-- Available records follows --

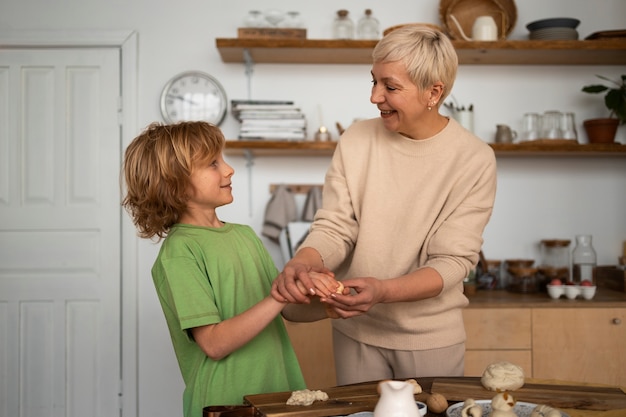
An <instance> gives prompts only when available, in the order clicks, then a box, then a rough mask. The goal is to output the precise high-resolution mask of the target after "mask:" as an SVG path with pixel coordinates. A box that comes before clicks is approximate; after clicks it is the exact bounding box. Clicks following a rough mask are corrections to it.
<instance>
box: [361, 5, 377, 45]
mask: <svg viewBox="0 0 626 417" xmlns="http://www.w3.org/2000/svg"><path fill="white" fill-rule="evenodd" d="M357 35H358V38H359V39H380V25H379V23H378V19H376V18H375V17H374V16H372V9H365V15H364V16H363V17H362V18H361V19H359V23H358V24H357Z"/></svg>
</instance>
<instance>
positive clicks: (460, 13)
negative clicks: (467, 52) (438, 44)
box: [439, 0, 517, 40]
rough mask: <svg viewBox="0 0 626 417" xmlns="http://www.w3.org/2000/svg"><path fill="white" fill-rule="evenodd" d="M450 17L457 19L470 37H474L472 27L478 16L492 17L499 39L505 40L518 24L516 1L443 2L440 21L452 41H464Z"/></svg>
mask: <svg viewBox="0 0 626 417" xmlns="http://www.w3.org/2000/svg"><path fill="white" fill-rule="evenodd" d="M450 15H454V17H456V19H457V20H458V21H459V23H460V25H461V28H462V29H463V32H465V34H466V35H467V36H468V37H471V36H472V26H473V25H474V21H475V20H476V18H477V17H478V16H491V17H493V19H494V20H495V21H496V25H497V26H498V38H499V39H501V40H504V39H506V38H507V36H508V35H510V34H511V31H512V30H513V27H515V23H516V22H517V7H516V6H515V1H514V0H441V1H440V2H439V19H440V20H441V24H442V26H443V28H444V31H445V32H446V33H447V34H448V36H450V38H452V39H458V40H463V39H464V38H463V35H461V32H460V31H459V29H458V28H457V26H456V25H455V24H454V21H453V20H452V19H451V18H450Z"/></svg>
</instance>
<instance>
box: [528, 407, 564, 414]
mask: <svg viewBox="0 0 626 417" xmlns="http://www.w3.org/2000/svg"><path fill="white" fill-rule="evenodd" d="M561 415H562V414H561V412H560V411H559V410H557V409H556V408H552V407H550V406H549V405H545V404H540V405H538V406H537V407H535V408H534V409H533V412H532V413H530V417H561Z"/></svg>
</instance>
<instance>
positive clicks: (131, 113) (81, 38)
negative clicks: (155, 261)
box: [0, 30, 139, 417]
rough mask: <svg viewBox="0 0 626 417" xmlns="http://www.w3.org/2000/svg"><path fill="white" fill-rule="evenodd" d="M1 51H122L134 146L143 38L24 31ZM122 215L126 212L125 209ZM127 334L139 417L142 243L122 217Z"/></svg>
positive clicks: (129, 371) (129, 384)
mask: <svg viewBox="0 0 626 417" xmlns="http://www.w3.org/2000/svg"><path fill="white" fill-rule="evenodd" d="M0 47H1V48H4V49H7V48H10V49H20V48H34V47H40V48H61V47H63V48H73V47H82V48H84V47H94V48H95V47H113V48H119V50H120V57H121V68H120V71H121V74H120V76H121V82H122V86H121V103H120V107H121V109H120V132H121V138H122V143H121V146H122V149H120V152H123V149H126V147H127V146H128V145H129V144H130V142H131V141H132V140H133V138H134V137H135V135H136V133H137V105H138V102H137V101H138V94H137V92H138V86H137V82H138V35H137V33H136V32H135V31H131V30H113V31H108V30H93V31H85V30H81V31H67V30H62V31H20V30H10V31H7V30H0ZM120 210H122V207H121V206H120ZM121 219H122V222H121V225H120V227H121V242H120V261H121V271H120V273H121V276H120V280H121V282H120V288H121V292H122V293H121V312H120V317H121V328H120V331H121V334H120V343H121V346H120V353H121V363H120V364H119V366H120V370H121V376H122V381H120V392H121V394H122V397H121V398H120V408H121V410H122V413H121V417H135V416H137V415H138V398H137V395H138V386H137V383H138V381H137V359H138V358H137V345H138V340H137V330H138V329H137V317H138V312H137V305H138V294H137V253H138V241H139V239H138V237H137V234H136V229H135V226H134V225H133V224H132V222H131V220H130V218H129V216H125V215H124V213H122V215H121Z"/></svg>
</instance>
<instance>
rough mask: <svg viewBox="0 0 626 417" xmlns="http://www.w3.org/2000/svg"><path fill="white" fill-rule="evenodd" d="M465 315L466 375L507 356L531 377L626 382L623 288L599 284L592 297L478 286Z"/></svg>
mask: <svg viewBox="0 0 626 417" xmlns="http://www.w3.org/2000/svg"><path fill="white" fill-rule="evenodd" d="M485 293H491V294H485ZM463 318H464V320H465V328H466V332H467V341H466V356H465V375H466V376H480V375H482V372H483V371H484V370H485V368H486V367H487V365H489V364H490V363H493V362H497V361H502V360H506V361H509V362H512V363H515V364H517V365H520V366H521V367H522V368H523V369H524V373H525V374H526V376H527V377H532V378H542V379H557V380H563V381H575V382H590V383H600V384H609V385H619V386H626V295H625V294H624V293H623V292H617V291H612V290H608V289H605V288H600V289H598V293H597V294H596V297H595V298H594V300H593V301H590V302H586V301H584V300H576V301H570V300H566V299H562V300H551V299H550V298H548V297H547V295H546V294H525V295H517V294H512V293H506V292H504V291H494V292H489V291H488V292H483V293H482V294H481V292H479V293H478V295H477V296H476V298H470V306H469V307H468V308H466V309H465V310H464V311H463Z"/></svg>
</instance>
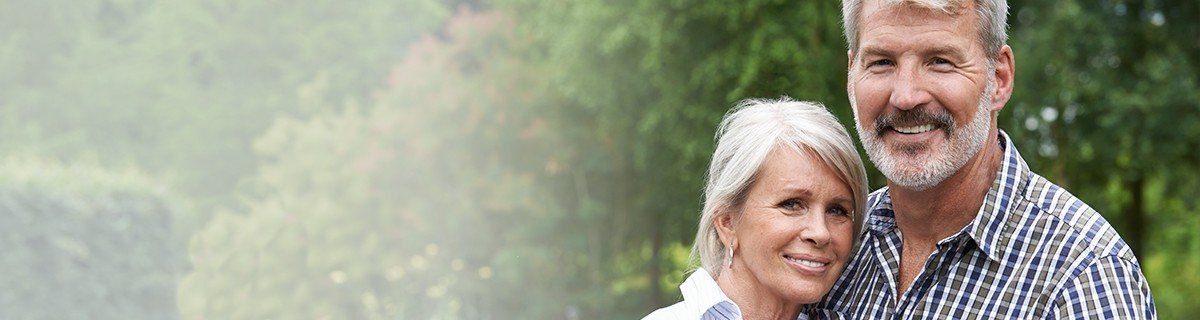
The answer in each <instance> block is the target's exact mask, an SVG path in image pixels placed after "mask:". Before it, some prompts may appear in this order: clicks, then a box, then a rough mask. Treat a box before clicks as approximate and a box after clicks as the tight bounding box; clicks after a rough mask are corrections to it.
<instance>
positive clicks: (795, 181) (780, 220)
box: [719, 147, 854, 303]
mask: <svg viewBox="0 0 1200 320" xmlns="http://www.w3.org/2000/svg"><path fill="white" fill-rule="evenodd" d="M853 209H854V203H853V197H852V195H851V192H850V186H848V185H846V183H845V182H842V181H841V180H840V179H838V176H836V174H834V171H833V169H830V168H829V167H828V165H826V164H824V163H823V162H821V161H820V158H817V157H816V156H815V155H810V152H797V151H793V150H792V149H790V147H778V149H776V150H775V151H774V152H772V155H770V156H768V158H767V162H766V163H764V164H763V167H762V171H760V173H758V177H757V181H756V182H755V183H754V185H752V186H751V187H750V191H749V194H748V197H746V200H745V203H744V204H743V205H742V210H740V213H734V215H733V216H732V219H724V218H721V219H722V221H721V222H719V223H720V224H721V225H725V227H727V225H731V227H732V228H722V229H725V230H724V231H726V235H722V241H724V242H725V243H726V244H728V243H730V240H731V239H728V235H732V236H733V239H736V241H737V244H736V248H734V255H733V266H732V270H728V268H726V271H724V272H733V273H739V272H746V273H748V274H738V277H737V278H743V279H745V282H744V283H745V284H748V285H752V286H757V288H748V289H750V290H754V291H760V292H761V294H769V295H774V296H775V297H778V298H782V300H786V301H791V302H797V303H814V302H817V301H818V300H821V297H822V296H824V294H826V292H827V291H829V288H830V286H833V283H834V282H835V280H836V279H838V276H839V274H841V271H842V268H844V267H845V266H846V261H847V260H848V259H850V254H851V253H850V250H851V243H852V242H853V236H854V235H853V230H854V222H853V219H852V216H851V215H852V213H853V212H852V210H853ZM730 231H732V233H731V234H730ZM724 272H722V274H721V276H725V273H724Z"/></svg>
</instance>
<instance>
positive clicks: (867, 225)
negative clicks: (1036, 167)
mask: <svg viewBox="0 0 1200 320" xmlns="http://www.w3.org/2000/svg"><path fill="white" fill-rule="evenodd" d="M998 143H1000V145H1001V147H1003V149H1004V156H1003V161H1002V164H1001V165H1000V170H998V173H997V177H996V181H995V182H994V183H992V186H991V189H990V191H988V195H986V199H984V204H983V206H982V207H980V209H979V213H978V215H977V216H976V218H974V219H973V221H972V222H971V223H970V224H967V225H966V227H965V228H962V230H961V231H959V233H958V234H955V235H953V236H950V237H947V239H944V240H942V241H940V242H937V247H936V249H935V250H934V253H932V254H931V255H930V256H929V258H928V259H926V260H925V265H924V267H923V268H922V271H920V273H919V274H918V276H917V278H914V280H913V283H912V286H911V288H910V289H908V290H907V291H905V294H904V296H902V297H900V298H899V300H898V298H896V276H898V274H899V270H900V248H901V246H900V242H901V237H900V230H899V229H898V228H896V224H895V212H894V211H892V199H890V197H889V195H888V189H887V188H886V187H884V188H883V189H880V191H876V192H874V193H871V197H870V198H869V200H868V209H869V212H870V215H869V216H868V217H866V225H865V228H863V233H862V239H860V244H859V247H858V249H857V253H856V254H854V258H853V259H852V261H851V262H850V264H848V265H847V266H846V271H845V272H844V273H842V274H841V278H839V279H838V283H836V284H834V288H833V290H830V291H829V294H828V295H827V296H826V300H824V301H822V302H820V303H818V304H816V306H812V307H815V308H828V309H832V310H836V312H838V313H840V314H844V315H846V316H850V319H1156V318H1157V314H1156V310H1154V298H1153V297H1152V296H1151V294H1150V286H1148V285H1147V284H1146V278H1145V277H1144V276H1142V274H1141V266H1140V265H1139V264H1138V259H1136V258H1134V255H1133V252H1132V250H1130V249H1129V247H1128V246H1127V244H1126V242H1124V241H1123V240H1121V236H1118V235H1117V233H1116V230H1114V229H1112V227H1111V225H1109V223H1108V222H1106V221H1105V219H1104V217H1102V216H1100V215H1099V213H1097V212H1096V211H1094V210H1092V209H1091V207H1090V206H1087V205H1086V204H1084V203H1082V201H1080V200H1079V199H1078V198H1075V197H1074V195H1072V194H1070V193H1067V191H1064V189H1063V188H1061V187H1058V186H1055V185H1054V183H1050V181H1046V180H1045V179H1044V177H1042V176H1039V175H1037V174H1034V173H1032V171H1030V169H1028V165H1026V164H1025V161H1024V159H1022V158H1021V156H1020V155H1019V153H1018V152H1016V149H1015V147H1014V146H1013V144H1012V143H1010V141H1009V139H1008V135H1007V134H1006V133H1004V132H1003V131H1001V133H1000V141H998Z"/></svg>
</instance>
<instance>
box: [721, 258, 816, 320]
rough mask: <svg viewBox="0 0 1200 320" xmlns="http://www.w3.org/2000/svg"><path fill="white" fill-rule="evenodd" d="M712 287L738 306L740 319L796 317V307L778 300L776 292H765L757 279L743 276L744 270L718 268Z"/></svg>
mask: <svg viewBox="0 0 1200 320" xmlns="http://www.w3.org/2000/svg"><path fill="white" fill-rule="evenodd" d="M734 267H737V266H734ZM716 285H718V286H720V288H721V292H725V296H727V297H730V300H732V301H733V303H734V304H738V309H739V310H742V318H743V319H778V320H796V318H797V316H799V314H800V304H799V303H793V302H790V301H787V300H786V298H784V297H781V296H779V292H775V291H772V290H769V289H768V288H767V286H766V285H762V283H761V282H758V278H755V277H754V274H750V272H746V270H745V267H742V268H738V270H732V268H730V267H725V266H722V267H721V274H720V276H718V277H716Z"/></svg>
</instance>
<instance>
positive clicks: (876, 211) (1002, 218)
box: [865, 129, 1030, 261]
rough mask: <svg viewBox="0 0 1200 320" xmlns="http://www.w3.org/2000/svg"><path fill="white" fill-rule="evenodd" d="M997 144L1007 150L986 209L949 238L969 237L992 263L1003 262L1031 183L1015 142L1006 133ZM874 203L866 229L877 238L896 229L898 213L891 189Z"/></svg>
mask: <svg viewBox="0 0 1200 320" xmlns="http://www.w3.org/2000/svg"><path fill="white" fill-rule="evenodd" d="M997 143H998V144H1000V146H1001V147H1002V149H1003V152H1004V155H1003V158H1002V159H1001V163H1000V168H998V169H997V173H996V180H995V181H992V183H991V188H989V189H988V195H985V197H986V198H984V201H983V206H980V207H979V212H978V213H977V215H976V218H974V219H973V221H972V222H971V223H970V224H967V225H966V227H965V228H962V231H960V233H959V234H955V235H953V236H950V237H948V239H947V240H946V241H954V240H958V239H961V236H962V235H968V236H970V237H971V239H972V240H974V242H976V243H978V246H979V249H982V250H983V252H984V253H986V254H988V258H989V259H992V260H996V261H998V260H1000V247H1001V243H1002V241H1004V240H1007V234H1009V233H1012V231H1010V229H1012V228H1013V227H1012V224H1013V223H1015V222H1014V221H1012V219H1009V217H1010V216H1012V215H1010V212H1012V209H1013V206H1014V203H1015V201H1016V200H1018V199H1019V198H1020V195H1021V194H1022V193H1024V192H1025V187H1026V186H1027V185H1028V182H1030V168H1028V164H1026V163H1025V159H1022V158H1021V155H1020V153H1019V152H1018V151H1016V147H1015V146H1013V141H1012V139H1009V138H1008V133H1006V132H1004V131H1003V129H1001V131H1000V137H998V140H997ZM875 193H876V194H877V197H872V198H874V201H869V203H868V205H869V206H868V207H871V210H870V212H871V213H870V216H869V217H868V219H866V228H865V229H868V230H869V231H870V233H872V234H874V235H875V236H882V235H884V234H887V233H890V231H893V230H894V229H895V227H896V225H895V211H893V209H892V195H890V193H889V192H888V188H887V187H883V188H881V189H880V191H877V192H875Z"/></svg>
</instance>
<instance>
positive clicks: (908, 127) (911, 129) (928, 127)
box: [895, 125, 934, 134]
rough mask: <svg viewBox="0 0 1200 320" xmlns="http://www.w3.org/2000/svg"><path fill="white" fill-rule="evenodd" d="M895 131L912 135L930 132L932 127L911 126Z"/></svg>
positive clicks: (903, 127)
mask: <svg viewBox="0 0 1200 320" xmlns="http://www.w3.org/2000/svg"><path fill="white" fill-rule="evenodd" d="M895 129H896V131H899V132H900V133H908V134H912V133H922V132H926V131H931V129H934V125H922V126H912V127H895Z"/></svg>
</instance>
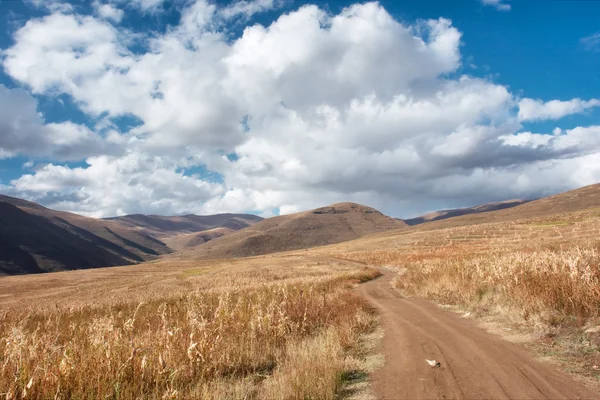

-- Available records concluded --

Exercise directions -
Revise the data from its start through the line containing "box: [439, 0, 517, 40]", replacing "rough mask" with "coarse mask" and leaving everything else unchanged. Omit the pictures from your output.

Your response -
An <instance> gives prompts only when available, in the order clicks, then a box, then a coarse mask. The goal is to output the precise high-resolution mask of the target after "mask:" as an SVG path with pixel coordinates. A box that comes before clicks is approximate; after clicks it is the exact bounding box. Clicks following a coarse mask are corrections to it.
<instance>
box: [361, 5, 377, 45]
mask: <svg viewBox="0 0 626 417" xmlns="http://www.w3.org/2000/svg"><path fill="white" fill-rule="evenodd" d="M357 35H358V38H359V39H380V25H379V23H378V19H376V18H375V17H374V16H372V9H365V15H364V16H363V17H362V18H361V19H359V23H358V24H357Z"/></svg>
</instance>
<instance>
positive clicks: (460, 13)
negative clicks: (467, 52) (438, 44)
box: [439, 0, 517, 40]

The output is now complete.